[Direction] Copy the records below word for word, everything from the line containing "Where can the tall" down to the line containing "Where can the boulder", with both of those lines included. Leave the pictures out of your copy.
## START Data provided
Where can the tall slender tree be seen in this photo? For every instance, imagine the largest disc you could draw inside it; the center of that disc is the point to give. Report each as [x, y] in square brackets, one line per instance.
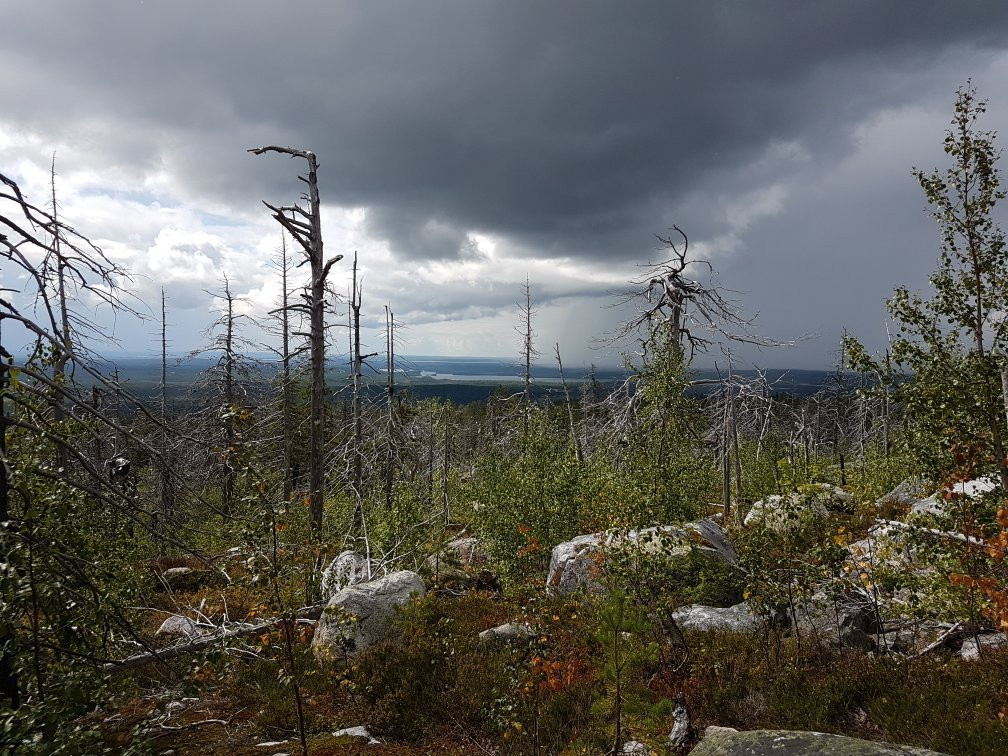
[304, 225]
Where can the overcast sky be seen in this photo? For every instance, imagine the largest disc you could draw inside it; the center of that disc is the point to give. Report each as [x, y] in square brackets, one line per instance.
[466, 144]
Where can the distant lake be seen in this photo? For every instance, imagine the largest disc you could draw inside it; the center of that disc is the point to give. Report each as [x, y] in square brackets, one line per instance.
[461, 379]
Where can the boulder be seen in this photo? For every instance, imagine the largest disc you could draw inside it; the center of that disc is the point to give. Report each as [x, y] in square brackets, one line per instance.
## END Data provided
## START Data provided
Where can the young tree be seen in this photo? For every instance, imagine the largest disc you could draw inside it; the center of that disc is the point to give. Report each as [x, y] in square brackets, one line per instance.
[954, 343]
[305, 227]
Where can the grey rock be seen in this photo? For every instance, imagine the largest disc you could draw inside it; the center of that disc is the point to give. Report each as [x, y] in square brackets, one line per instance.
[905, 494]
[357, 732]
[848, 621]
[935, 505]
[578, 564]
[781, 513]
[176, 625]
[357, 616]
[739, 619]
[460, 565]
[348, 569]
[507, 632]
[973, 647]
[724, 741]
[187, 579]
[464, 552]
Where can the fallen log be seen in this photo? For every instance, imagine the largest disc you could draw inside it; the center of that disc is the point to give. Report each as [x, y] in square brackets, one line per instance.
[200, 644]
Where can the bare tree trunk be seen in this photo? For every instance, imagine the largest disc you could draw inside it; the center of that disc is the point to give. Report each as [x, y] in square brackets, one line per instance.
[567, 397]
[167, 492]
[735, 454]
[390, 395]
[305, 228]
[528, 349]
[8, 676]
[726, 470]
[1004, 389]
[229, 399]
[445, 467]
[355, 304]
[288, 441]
## END Data provided
[Solution]
Where can the tall slender tree be seen in this photo? For every instance, imagine the largest disc you could draw inside it; the center of that disc is the point to give. Report each as [x, y] in square brackets, one line per instance.
[304, 225]
Where can the overcast sky be seen in this photo? For every instance, imagine the largest disc you could draw inside it; the center of that disc is the point to give. Report each as [x, y] in square brackets, one line per instance.
[466, 144]
Where can the distant lake be seen in this photo? For every instance, imagine the largest disc you could draw inside it; the center of that disc is the point to give. Report each as [x, y] in square brackets, one line per instance.
[461, 379]
Where can the boulder be seen in this photo? For every instance, imagine the largest disc you could draw inside it; the center of that disc is the point to give. Report each as [x, y] in square brackets, one line per instance.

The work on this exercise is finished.